### 読解用抜粋
______________________________

それはダメだ、これは絶対に避けなければならないと、言い聞かせ
る私がいました。


【乱闘劇の要因は、前日にあった】

 マスコミは、委員会の乱闘の映像しか報じませんが、前日の16日
の地方公聴会の後、国会に戻り、委員会を再開して総括質疑を行い、
委員会採決に持っていきたい与党の動きを阻止すべく、衆議院から
の応援も得た野党の女性議員が腕を組んで理事会室を取り囲み、議
員が外に出ようとすると、「セクハラだ」と叫ぶ戦略がとられてい
ました。結局、朝の3時まで待ったものの委員会の開催を諦めざる
を得なかった与党としてみれば、国会議事堂を取り囲むデモの声も
あって、野党の攻勢をどうしても止めざるを得なかったのだと思い
ます。

 朝8時50分、委員長職権により、理事会の場を、突然、委員会室
に移し、委員会の開催体制を整えたうえで理事会を開催した背景は、
前日に続き再び委員会の開催が阻止されるのではないかと危惧した
鴻池委員長の判断だったのでしょう。そして案の定、野党は、理事
会を突然委員会室に替えた委員長を追及し、委員長の不信任動議の
提出に至り、それから半日以上かけて、不信任動議の趣旨説明や各
会派の討論を行い、そのうえでの冒頭の不信任動議否決、委員会再
開宣言、それに続く乱闘劇に至ったのです。与党主導の乱闘劇だけ
があったのでなくて、前日からの野党の委員会開催阻止の長い経緯
があったということです。
 

【分かりにくい平安法制の内容や進め方にこそ問題があった】

 乱闘劇を記すのが私のメルマガの本旨ではありません。

______________________________

### 出題 1
「plant」という語を含む記録の行をすべて集め、そのまま書き写す。大文字と小文字は区別する。
記録は抜粋の内容とは関係がない。

### 演習用記録
______________________________

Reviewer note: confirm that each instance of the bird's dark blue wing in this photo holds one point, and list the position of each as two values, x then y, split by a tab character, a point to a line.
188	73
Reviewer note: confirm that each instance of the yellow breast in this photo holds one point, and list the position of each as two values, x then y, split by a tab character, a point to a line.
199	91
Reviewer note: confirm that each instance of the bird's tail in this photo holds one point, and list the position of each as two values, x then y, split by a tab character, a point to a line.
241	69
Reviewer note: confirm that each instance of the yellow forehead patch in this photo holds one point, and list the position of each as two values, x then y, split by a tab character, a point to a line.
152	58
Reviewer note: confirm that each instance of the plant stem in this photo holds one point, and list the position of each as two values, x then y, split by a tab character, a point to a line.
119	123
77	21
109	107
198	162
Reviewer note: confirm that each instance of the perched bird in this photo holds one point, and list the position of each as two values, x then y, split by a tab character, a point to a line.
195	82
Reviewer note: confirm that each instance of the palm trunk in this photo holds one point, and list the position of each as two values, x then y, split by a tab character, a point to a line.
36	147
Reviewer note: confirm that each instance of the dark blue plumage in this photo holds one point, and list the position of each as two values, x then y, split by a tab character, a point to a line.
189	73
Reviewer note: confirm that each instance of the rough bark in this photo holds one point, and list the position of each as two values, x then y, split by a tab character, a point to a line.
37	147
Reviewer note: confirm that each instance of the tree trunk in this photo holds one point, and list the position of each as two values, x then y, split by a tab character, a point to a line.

______________________________

### 出題 2
抜粋によると、与党は前日、朝の何時まで待ったうえで委員会の開催を諦めたか。

### 模範解答 1
Reviewer note: confirm that each instance of the plant stem in this photo holds one point, and list the position of each as two values, x then y, split by a tab character, a point to a line.

### 模範解答 2
朝の3時まで待った。